- **Texte proposé**:

Dans cette perspective, le CESE rappelle son avis d’avril 2012 sur la promotion de la production et de la consommation durables dans l’Union européenne, qui recommande de «créer une vision commune renouvelée du modèle économique en associant toutes les parties de la société civile» (4).

4.7.   Définition du champ d’application

4.7.1.

L’approche adoptée par la Commission européenne concernant la mise en place d’une économie circulaire est muette sur les mesures à mettre en œuvre à cette fin aux niveaux local et régional. Le CESE estime que toute stratégie d’économie circulaire devrait intégrer une dimension de hiérarchie territoriale allant des collectivités locales à l’échelon mondial en passant par les niveaux régional, national et européen, la priorité étant partout accordée aux circuits courts et aux chaînes d’approvisionnement courtes à chaque fois que cela est possible.

4.7.2.

En effet, les avantages socio-économiques potentiels de l’économie circulaire peuvent se trouver d’abord au niveau strictement local — quartiers durables, villes vertes — puis au niveau des régions (de l’Union européenne) avant de se prolonger aux niveaux national et international.

4.7.3.

Dans cette perspective de territorialité se situe la lutte contre le dumping social et environnemental international et donc la possibilité de relocalisation à petite échelle d’une bonne part de l’économie. L’optimisation de la gestion des déchets implique notamment un certain nombre d’initiatives de la part des responsables locaux et régionaux: organisation de collecte sélective, création de déchetteries et centres de tri, réseaux de réparation — revente — réemploi, etc. Pour la bonne gestion des biodéchets, il est évident que les circuits courts sont à privilégier, y compris du point de vue de la création d’emplois.

4.7.4.

Dans cette logique, l’Union européenne devrait inciter tous les États membres à faire évoluer progressivement les plans «déchets» vers des plans territoriaux d’économie circulaire.

4.8.   Contrôler les impacts socio-économiques

4.8.1.

Si le «paquet» de la Commission crée bien des liens entre l’environnement (la gestion des déchets) et l’économie (emplois verts, plan d’action PME), il n’appréhende pas de façon systématique:

les potentialités d’emploi liées aux diverses phases de la mise en œuvre de la hiérarchie de gestion des déchets et spécialement la prévention et la préparation au réemploi,

les potentialités d’emploi que recèlent les diverses évolutions innovantes que peut engendrer l’économie circulaire (écoconception, symbioses industrielles, économie de fonctionnalité ou de partage, etc.),

les implications pour la santé et la sécurité des travailleurs des diverses activités économiques potentiellement liées au développement de l’économie circulaire.

- **Série d'exercices**:
#1 Répondez aux questions suivantes d'après le texte sur l'économie circulaire.
(a) De quel mois et de quelle année date l'avis du CESE sur la promotion de la production et de la consommation durables dans l'Union européenne ?
(b) Quels exemples le texte donne-t-il du niveau strictement local ?
(c) Vers quoi l'Union européenne devrait-elle inciter les États membres à faire évoluer leurs plans «déchets» ?
#2 Énumérez les échelons de la hiérarchie territoriale que, selon le CESE, toute stratégie d'économie circulaire devrait intégrer, tels que les mentionne le texte sur l'économie circulaire.
#3 Reprenez le texte sur l'économie circulaire à l'endroit où il s'interrompt et poursuivez-le.

- **Enregistrements fournis**:
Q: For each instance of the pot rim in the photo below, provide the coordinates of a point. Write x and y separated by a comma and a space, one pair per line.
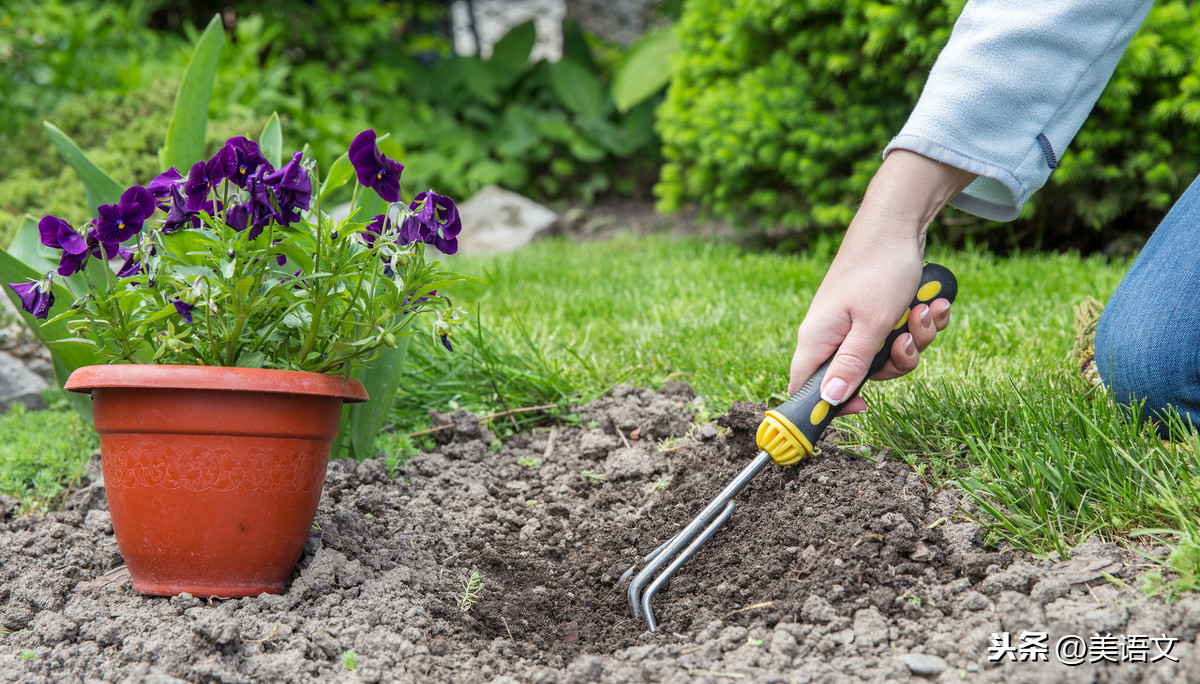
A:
166, 376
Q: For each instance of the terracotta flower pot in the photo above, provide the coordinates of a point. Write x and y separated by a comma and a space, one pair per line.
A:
213, 474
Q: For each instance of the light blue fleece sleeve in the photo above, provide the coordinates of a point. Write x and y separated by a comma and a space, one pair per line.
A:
1012, 88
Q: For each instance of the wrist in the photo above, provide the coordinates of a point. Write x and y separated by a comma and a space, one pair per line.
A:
910, 190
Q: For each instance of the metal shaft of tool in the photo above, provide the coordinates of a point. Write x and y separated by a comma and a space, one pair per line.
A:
661, 556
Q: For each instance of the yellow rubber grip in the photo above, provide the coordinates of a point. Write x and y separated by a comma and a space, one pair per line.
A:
778, 437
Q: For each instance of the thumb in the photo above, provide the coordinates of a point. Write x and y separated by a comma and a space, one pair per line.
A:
851, 364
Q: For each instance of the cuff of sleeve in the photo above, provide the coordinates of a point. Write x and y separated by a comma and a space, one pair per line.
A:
997, 195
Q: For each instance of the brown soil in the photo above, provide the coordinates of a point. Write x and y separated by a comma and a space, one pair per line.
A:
838, 569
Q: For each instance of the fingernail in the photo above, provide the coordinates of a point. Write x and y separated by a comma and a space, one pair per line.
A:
834, 391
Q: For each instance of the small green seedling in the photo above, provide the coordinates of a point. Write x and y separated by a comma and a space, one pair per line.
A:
592, 477
669, 443
397, 449
529, 462
472, 588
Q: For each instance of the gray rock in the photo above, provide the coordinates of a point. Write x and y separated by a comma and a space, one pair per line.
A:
925, 665
631, 462
1050, 589
819, 610
870, 628
496, 220
18, 384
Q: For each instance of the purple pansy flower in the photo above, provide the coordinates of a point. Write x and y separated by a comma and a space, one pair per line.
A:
131, 267
436, 222
247, 159
293, 190
179, 215
97, 249
121, 221
163, 185
59, 234
205, 175
256, 211
36, 297
184, 309
373, 169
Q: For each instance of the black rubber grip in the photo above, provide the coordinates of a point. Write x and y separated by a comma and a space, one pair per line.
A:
809, 413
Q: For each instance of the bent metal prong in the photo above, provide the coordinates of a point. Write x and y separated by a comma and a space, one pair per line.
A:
786, 436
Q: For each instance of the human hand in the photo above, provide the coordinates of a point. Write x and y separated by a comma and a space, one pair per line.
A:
871, 281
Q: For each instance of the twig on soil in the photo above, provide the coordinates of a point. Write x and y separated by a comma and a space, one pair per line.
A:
550, 443
483, 418
622, 436
750, 607
265, 639
871, 537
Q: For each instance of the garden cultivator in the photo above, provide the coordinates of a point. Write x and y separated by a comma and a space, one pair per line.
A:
786, 436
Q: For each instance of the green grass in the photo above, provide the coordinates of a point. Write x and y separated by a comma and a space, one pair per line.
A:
996, 405
41, 451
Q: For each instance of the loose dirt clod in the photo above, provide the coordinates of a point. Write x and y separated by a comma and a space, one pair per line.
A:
838, 569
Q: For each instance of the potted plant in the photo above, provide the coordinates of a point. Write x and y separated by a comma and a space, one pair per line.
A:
231, 312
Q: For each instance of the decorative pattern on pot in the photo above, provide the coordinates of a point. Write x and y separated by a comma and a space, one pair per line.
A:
297, 468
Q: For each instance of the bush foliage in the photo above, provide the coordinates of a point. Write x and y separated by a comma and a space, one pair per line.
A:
779, 109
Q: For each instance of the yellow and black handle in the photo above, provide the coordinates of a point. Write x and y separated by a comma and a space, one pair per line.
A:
790, 430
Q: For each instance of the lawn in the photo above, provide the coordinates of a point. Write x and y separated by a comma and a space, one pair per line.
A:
996, 405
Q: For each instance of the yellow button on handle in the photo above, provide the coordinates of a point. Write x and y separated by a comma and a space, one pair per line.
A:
790, 431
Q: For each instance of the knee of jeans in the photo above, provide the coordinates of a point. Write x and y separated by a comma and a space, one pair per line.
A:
1139, 365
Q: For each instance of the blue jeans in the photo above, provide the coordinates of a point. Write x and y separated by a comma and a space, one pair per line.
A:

- **Réponses aux exercices**:
#1
(a) Avril 2012.
(b) Les quartiers durables et les villes vertes.
(c) Vers des plans territoriaux d'économie circulaire.

#2
- les collectivités locales
- le niveau régional
- le niveau national
- le niveau européen
- l'échelon mondial

#3
4.9.   Compléter les approches sectorielles

4.9.1.

Outre que la nouvelle stratégie en faveur de l’économie circulaire devrait contribuer davantage à la définition de l’approche sectorielle des déchets, le CESE souhaiterait voir des développements sectoriels en dehors du domaine de la construction durable.

4.9.2.

Pour le CESE, l’approche sectorielle devrait être complétée par des propositions concernant l’alimentation durable et la construction durable, mais aussi d’autres secteurs tels que l’industrie manufacturière.

5.   Recommandations spécifiques en relation avec le document COM(2014) 397 final

5.1.   Une proposition législative à élargir

5.1.1.

Le CESE approuve l’orientation générale des amendements visant:

une augmentation des taux de recyclage des déchets municipaux et des déchets d’emballages ainsi que l’établissement de restrictions à la mise en décharge de certains déchets,

la mise en place d’un système d’alerte précoce pour contrôler le respect des objectifs de recyclage,

la fixation de conditions minimales de fonctionnement pour les régimes de responsabilité élargie du producteur et la normalisation des définitions,

une rationalisation des obligations de rapportage.

5.1.2.

Cependant, certaines options complémentaires — telles que la formulation d’objectifs chiffrés spécifiques pour la prévention et le réemploi, ou encore la consignation obligatoire de certains produits — semblent rejetées «à la légère» par l’étude d’impact. Les propositions de la Commission ne tiennent pas compte de la hiérarchie des déchets telle que définie dans la directive-cadre relative aux déchets (5), qui prévoit un ordre de priorité, à savoir la prévention des déchets, la préparation en vue du réemploi, le recyclage, les autres types de valorisation et l’élimination.

5.1.3.

L’article 9, point c), de la directive-cadre relative aux déchets impose à la Commission de transmettre au Parlement européen et au Conseil un rapport accompagné, le cas échéant, de propositions de mesures nécessaires pour la définition d’objectifs de prévention des déchets et de découplage à l’horizon 2020, ainsi que d’indicateurs de prévention des déchets. La prévention des déchets faisant partie intégrante de l’économie circulaire, il aurait été approprié de présenter ce rapport avec le «paquet sur l’économie circulaire». L’analyse d’impact accompagnant l’actuel train de mesures sur l’économie circulaire indique que la fixation d’un objectif global de prévention des déchets a été rejetée, sans fournir d’analyse approfondie sur ce sujet.

5.1.4.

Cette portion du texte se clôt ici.